→ **What this task involves**: Quote the records verbatim from their first line up to and including the line containing "x=202, y=165".

→ **The input**:
## Begin

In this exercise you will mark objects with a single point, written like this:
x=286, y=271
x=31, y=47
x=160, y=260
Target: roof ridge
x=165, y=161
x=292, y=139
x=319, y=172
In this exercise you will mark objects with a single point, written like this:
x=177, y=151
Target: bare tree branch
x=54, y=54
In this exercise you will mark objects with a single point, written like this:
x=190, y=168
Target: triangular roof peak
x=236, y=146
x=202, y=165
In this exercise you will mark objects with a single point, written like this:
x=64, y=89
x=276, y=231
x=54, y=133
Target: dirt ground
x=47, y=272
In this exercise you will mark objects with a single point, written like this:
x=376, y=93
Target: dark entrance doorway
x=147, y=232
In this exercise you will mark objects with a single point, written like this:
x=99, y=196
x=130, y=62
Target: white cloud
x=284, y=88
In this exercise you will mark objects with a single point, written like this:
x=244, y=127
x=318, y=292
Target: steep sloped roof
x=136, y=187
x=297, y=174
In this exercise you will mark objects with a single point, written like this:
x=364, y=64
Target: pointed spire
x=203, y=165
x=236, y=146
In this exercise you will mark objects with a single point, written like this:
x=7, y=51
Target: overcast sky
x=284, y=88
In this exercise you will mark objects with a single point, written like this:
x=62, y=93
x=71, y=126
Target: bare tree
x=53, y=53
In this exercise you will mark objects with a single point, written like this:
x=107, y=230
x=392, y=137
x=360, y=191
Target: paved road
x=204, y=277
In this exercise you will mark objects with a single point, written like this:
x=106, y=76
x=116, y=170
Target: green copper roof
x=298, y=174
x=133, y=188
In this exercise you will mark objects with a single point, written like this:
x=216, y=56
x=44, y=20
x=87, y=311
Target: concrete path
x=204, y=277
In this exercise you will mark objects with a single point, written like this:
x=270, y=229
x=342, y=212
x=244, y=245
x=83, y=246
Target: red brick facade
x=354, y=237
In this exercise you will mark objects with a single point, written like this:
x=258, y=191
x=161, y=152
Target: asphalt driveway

## End

→ **Output of the task**:
In this exercise you will mark objects with a single point, written like this:
x=286, y=271
x=31, y=47
x=160, y=260
Target: roof ridge
x=165, y=161
x=292, y=139
x=319, y=172
In this exercise you will mark objects with a single point, written like this:
x=177, y=151
Target: bare tree branch
x=54, y=54
In this exercise you will mark objects with a single point, written like this:
x=190, y=168
Target: triangular roof peak
x=236, y=146
x=202, y=165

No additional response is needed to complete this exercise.